EXTRACTED DATA =>
* * * *

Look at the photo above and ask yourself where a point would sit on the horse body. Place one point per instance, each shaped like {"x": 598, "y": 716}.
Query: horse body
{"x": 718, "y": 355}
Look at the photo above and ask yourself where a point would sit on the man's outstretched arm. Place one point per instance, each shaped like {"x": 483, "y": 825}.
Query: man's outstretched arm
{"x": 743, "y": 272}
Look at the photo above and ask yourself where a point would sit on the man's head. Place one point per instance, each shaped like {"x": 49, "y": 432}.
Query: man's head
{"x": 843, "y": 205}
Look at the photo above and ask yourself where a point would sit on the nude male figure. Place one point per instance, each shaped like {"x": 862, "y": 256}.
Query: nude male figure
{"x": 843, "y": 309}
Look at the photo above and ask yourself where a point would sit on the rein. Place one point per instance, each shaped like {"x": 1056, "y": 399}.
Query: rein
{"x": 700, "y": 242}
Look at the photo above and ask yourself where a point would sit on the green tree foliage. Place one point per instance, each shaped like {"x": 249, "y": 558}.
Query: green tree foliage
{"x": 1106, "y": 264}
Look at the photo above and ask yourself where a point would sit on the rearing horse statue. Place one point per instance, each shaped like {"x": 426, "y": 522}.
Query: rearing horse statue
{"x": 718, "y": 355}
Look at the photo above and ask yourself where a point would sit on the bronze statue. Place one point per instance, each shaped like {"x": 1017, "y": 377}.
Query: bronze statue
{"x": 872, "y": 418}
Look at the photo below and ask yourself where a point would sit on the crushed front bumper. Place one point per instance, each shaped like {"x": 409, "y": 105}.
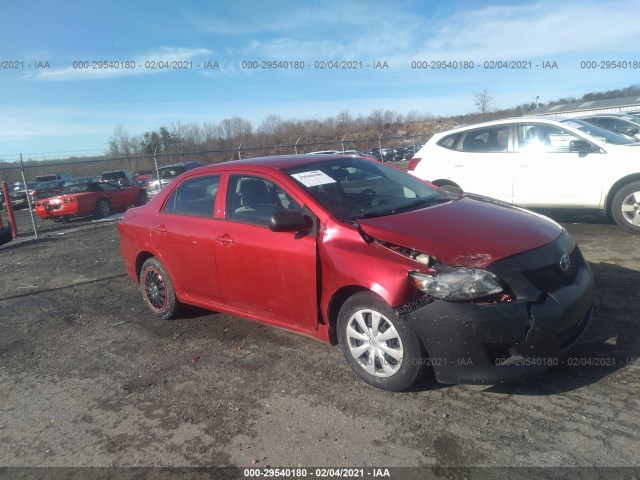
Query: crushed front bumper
{"x": 504, "y": 341}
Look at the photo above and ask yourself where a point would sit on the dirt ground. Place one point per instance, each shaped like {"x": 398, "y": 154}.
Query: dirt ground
{"x": 88, "y": 378}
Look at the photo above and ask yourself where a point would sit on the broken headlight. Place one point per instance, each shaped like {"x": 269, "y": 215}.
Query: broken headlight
{"x": 456, "y": 283}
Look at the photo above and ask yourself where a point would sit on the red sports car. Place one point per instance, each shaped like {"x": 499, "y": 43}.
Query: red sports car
{"x": 93, "y": 198}
{"x": 404, "y": 276}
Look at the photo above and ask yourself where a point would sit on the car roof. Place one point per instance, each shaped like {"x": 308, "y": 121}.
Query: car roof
{"x": 278, "y": 162}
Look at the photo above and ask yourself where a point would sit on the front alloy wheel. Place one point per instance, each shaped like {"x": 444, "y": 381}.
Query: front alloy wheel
{"x": 380, "y": 347}
{"x": 625, "y": 207}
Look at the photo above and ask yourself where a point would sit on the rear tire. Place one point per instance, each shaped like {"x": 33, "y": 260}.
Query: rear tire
{"x": 103, "y": 209}
{"x": 379, "y": 347}
{"x": 625, "y": 207}
{"x": 157, "y": 289}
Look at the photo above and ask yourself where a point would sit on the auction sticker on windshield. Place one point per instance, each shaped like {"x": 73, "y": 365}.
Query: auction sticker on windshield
{"x": 313, "y": 178}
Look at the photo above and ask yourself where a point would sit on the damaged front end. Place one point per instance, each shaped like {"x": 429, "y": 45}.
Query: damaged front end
{"x": 519, "y": 316}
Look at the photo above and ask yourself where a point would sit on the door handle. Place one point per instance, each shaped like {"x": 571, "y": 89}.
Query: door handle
{"x": 224, "y": 239}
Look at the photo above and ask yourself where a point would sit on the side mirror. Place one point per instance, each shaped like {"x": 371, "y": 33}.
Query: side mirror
{"x": 288, "y": 221}
{"x": 581, "y": 146}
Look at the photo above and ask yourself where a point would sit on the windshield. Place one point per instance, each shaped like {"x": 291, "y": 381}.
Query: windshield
{"x": 352, "y": 188}
{"x": 81, "y": 188}
{"x": 49, "y": 184}
{"x": 113, "y": 175}
{"x": 597, "y": 132}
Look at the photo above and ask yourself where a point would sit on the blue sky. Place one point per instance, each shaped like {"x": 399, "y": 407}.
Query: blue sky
{"x": 60, "y": 110}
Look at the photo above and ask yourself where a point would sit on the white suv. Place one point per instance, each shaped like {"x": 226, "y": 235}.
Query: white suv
{"x": 550, "y": 162}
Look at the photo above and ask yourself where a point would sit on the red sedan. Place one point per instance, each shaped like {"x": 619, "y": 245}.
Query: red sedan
{"x": 93, "y": 198}
{"x": 404, "y": 276}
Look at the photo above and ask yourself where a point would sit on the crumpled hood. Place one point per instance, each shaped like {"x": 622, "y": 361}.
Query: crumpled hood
{"x": 471, "y": 231}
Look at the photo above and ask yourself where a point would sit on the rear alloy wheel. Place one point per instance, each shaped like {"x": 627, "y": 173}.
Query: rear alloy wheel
{"x": 157, "y": 289}
{"x": 380, "y": 348}
{"x": 103, "y": 209}
{"x": 625, "y": 207}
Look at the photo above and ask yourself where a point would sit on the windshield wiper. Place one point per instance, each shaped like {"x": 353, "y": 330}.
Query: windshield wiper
{"x": 421, "y": 202}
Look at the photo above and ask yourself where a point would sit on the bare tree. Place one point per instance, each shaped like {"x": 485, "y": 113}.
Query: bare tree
{"x": 483, "y": 102}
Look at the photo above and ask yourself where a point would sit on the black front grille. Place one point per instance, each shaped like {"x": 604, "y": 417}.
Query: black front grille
{"x": 551, "y": 277}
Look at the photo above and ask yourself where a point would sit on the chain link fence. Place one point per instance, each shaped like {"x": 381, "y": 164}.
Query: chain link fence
{"x": 35, "y": 213}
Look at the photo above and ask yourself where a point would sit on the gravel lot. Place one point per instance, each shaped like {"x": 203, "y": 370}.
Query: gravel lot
{"x": 88, "y": 378}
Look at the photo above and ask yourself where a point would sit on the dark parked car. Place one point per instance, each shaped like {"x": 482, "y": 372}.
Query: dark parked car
{"x": 18, "y": 194}
{"x": 52, "y": 176}
{"x": 122, "y": 178}
{"x": 351, "y": 251}
{"x": 167, "y": 175}
{"x": 620, "y": 123}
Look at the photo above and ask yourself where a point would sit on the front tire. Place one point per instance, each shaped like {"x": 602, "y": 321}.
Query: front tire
{"x": 379, "y": 347}
{"x": 157, "y": 289}
{"x": 625, "y": 207}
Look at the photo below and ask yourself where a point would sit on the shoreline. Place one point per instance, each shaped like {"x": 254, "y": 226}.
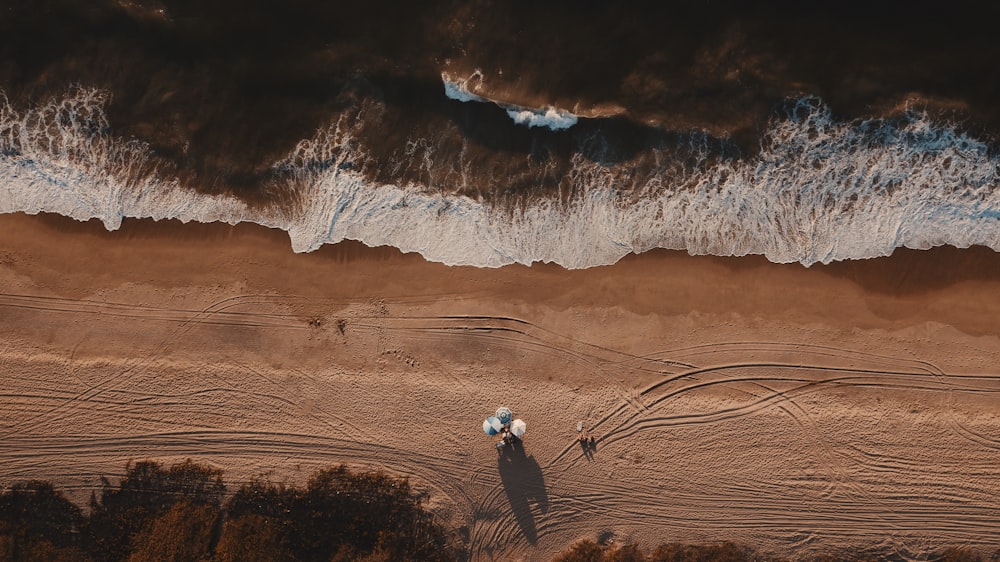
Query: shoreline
{"x": 732, "y": 398}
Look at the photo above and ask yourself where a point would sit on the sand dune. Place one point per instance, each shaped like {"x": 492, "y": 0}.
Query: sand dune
{"x": 797, "y": 410}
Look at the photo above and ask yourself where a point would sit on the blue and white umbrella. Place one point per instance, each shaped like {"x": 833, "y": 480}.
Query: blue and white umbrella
{"x": 492, "y": 426}
{"x": 504, "y": 415}
{"x": 517, "y": 427}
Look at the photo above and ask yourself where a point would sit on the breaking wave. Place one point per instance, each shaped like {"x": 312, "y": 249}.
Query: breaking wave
{"x": 550, "y": 117}
{"x": 819, "y": 190}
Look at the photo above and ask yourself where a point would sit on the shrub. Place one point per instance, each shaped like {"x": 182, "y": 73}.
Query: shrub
{"x": 585, "y": 550}
{"x": 184, "y": 532}
{"x": 724, "y": 552}
{"x": 38, "y": 523}
{"x": 145, "y": 492}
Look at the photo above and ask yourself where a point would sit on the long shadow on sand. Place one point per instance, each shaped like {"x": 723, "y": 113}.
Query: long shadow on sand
{"x": 525, "y": 485}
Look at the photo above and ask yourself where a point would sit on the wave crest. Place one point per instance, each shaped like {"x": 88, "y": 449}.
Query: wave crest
{"x": 819, "y": 190}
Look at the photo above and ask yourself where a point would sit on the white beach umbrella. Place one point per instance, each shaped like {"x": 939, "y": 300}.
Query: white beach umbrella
{"x": 504, "y": 415}
{"x": 491, "y": 426}
{"x": 517, "y": 427}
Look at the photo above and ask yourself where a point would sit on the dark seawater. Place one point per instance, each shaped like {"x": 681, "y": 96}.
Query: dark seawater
{"x": 490, "y": 132}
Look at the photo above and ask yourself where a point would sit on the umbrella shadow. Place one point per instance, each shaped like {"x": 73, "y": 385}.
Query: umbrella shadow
{"x": 525, "y": 485}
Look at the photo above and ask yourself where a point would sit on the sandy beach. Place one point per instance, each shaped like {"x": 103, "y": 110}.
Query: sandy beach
{"x": 800, "y": 411}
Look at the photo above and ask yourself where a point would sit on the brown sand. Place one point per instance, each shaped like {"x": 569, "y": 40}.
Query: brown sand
{"x": 797, "y": 410}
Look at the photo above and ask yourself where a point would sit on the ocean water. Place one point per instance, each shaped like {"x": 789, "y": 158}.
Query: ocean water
{"x": 440, "y": 134}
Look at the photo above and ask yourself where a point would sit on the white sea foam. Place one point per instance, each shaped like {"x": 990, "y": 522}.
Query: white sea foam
{"x": 458, "y": 89}
{"x": 551, "y": 117}
{"x": 819, "y": 191}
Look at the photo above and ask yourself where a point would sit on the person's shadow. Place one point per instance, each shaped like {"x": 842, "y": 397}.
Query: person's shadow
{"x": 524, "y": 484}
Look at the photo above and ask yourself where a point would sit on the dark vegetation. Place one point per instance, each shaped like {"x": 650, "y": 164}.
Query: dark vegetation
{"x": 591, "y": 551}
{"x": 181, "y": 513}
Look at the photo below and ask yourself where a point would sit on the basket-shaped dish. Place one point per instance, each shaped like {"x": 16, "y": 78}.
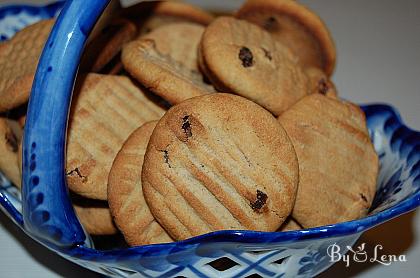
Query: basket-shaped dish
{"x": 45, "y": 212}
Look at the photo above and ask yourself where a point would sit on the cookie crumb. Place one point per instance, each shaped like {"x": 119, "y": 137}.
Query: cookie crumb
{"x": 323, "y": 87}
{"x": 78, "y": 173}
{"x": 11, "y": 141}
{"x": 245, "y": 55}
{"x": 186, "y": 126}
{"x": 260, "y": 201}
{"x": 166, "y": 157}
{"x": 267, "y": 54}
{"x": 270, "y": 24}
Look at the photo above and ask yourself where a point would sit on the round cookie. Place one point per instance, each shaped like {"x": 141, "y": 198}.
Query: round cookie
{"x": 295, "y": 26}
{"x": 154, "y": 14}
{"x": 338, "y": 165}
{"x": 105, "y": 110}
{"x": 242, "y": 58}
{"x": 218, "y": 162}
{"x": 18, "y": 61}
{"x": 165, "y": 62}
{"x": 125, "y": 194}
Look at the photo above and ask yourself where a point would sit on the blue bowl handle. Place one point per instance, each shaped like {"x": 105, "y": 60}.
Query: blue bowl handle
{"x": 47, "y": 211}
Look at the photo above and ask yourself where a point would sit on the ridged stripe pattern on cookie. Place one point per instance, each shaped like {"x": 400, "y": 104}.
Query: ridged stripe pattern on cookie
{"x": 104, "y": 113}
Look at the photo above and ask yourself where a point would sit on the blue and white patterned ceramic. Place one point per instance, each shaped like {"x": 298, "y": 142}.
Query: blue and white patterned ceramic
{"x": 45, "y": 213}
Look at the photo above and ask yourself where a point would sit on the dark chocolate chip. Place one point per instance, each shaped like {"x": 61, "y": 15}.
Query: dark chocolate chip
{"x": 245, "y": 55}
{"x": 186, "y": 126}
{"x": 78, "y": 173}
{"x": 323, "y": 87}
{"x": 166, "y": 157}
{"x": 260, "y": 201}
{"x": 270, "y": 24}
{"x": 267, "y": 54}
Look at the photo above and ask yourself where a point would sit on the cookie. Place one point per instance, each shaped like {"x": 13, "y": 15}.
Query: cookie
{"x": 152, "y": 15}
{"x": 242, "y": 58}
{"x": 295, "y": 26}
{"x": 9, "y": 148}
{"x": 165, "y": 61}
{"x": 125, "y": 193}
{"x": 217, "y": 162}
{"x": 289, "y": 225}
{"x": 320, "y": 83}
{"x": 338, "y": 165}
{"x": 106, "y": 109}
{"x": 18, "y": 61}
{"x": 107, "y": 44}
{"x": 94, "y": 215}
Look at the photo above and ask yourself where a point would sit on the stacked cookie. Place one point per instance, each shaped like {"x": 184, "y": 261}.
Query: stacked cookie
{"x": 185, "y": 123}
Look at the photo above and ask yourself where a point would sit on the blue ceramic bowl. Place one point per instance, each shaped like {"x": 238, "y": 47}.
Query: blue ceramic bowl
{"x": 45, "y": 212}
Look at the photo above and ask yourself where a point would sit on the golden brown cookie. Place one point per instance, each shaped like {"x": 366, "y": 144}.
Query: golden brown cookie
{"x": 338, "y": 165}
{"x": 106, "y": 109}
{"x": 165, "y": 61}
{"x": 320, "y": 83}
{"x": 125, "y": 193}
{"x": 290, "y": 225}
{"x": 94, "y": 215}
{"x": 242, "y": 58}
{"x": 9, "y": 148}
{"x": 18, "y": 61}
{"x": 154, "y": 14}
{"x": 295, "y": 26}
{"x": 217, "y": 162}
{"x": 107, "y": 44}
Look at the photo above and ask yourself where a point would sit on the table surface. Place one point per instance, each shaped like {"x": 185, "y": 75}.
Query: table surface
{"x": 378, "y": 46}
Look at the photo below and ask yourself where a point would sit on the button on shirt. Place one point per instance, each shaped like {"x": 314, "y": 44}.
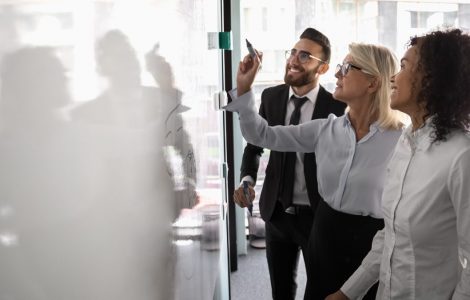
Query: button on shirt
{"x": 350, "y": 173}
{"x": 423, "y": 252}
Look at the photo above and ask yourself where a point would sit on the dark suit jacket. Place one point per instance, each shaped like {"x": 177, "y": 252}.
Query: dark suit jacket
{"x": 273, "y": 109}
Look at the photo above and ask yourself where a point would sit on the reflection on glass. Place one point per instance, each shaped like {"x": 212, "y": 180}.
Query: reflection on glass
{"x": 109, "y": 150}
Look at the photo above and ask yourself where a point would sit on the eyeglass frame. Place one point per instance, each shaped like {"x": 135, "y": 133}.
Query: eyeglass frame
{"x": 344, "y": 68}
{"x": 288, "y": 54}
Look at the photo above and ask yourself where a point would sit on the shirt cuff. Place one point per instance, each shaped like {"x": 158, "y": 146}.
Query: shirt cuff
{"x": 358, "y": 284}
{"x": 249, "y": 179}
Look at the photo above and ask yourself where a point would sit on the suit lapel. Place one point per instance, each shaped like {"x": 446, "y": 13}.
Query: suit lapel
{"x": 281, "y": 113}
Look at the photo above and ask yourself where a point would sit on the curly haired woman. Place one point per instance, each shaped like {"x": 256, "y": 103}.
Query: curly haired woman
{"x": 424, "y": 250}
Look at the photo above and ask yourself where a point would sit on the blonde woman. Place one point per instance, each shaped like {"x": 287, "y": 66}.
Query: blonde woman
{"x": 352, "y": 153}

* * * *

Starting at the line that contains "on the reflection" and continuing through the end of the items, render those lines as a numbered list, leaving out any blank lines.

1. Look at the photo above and ask yourself where a point would sit on the reflection on glass. Place one point per instance, each shaped like {"x": 212, "y": 180}.
2. Query: reflection on glass
3. {"x": 109, "y": 150}
4. Look at the photo above and ask yourself where a point would sit on the eyeglass frame. Place one point per instance, each shaped like {"x": 135, "y": 133}.
5. Query: eyeglass frame
6. {"x": 344, "y": 68}
7. {"x": 288, "y": 54}
8. Look at the photo above and ask yourself where a point would sit on the shirt cuff. Place one point per instance, each shaped like {"x": 158, "y": 146}.
9. Query: shirt cuff
10. {"x": 358, "y": 284}
11. {"x": 249, "y": 179}
12. Look at the photo above and ask yourself where a point would sit on the suit lapel. Place one point per instance, each shaped like {"x": 446, "y": 13}.
13. Query: suit lapel
14. {"x": 281, "y": 113}
15. Look at the photo above and ask yourself where a point would sit on the curly haired woman. Place one point per instance, each shaped like {"x": 256, "y": 103}.
16. Query: curly haired woman
17. {"x": 424, "y": 250}
18. Look at the photo above and ask yourself where a point would sit on the blonde woman. Place one point per instance, each shaped like {"x": 287, "y": 66}.
19. Query: blonde woman
20. {"x": 352, "y": 153}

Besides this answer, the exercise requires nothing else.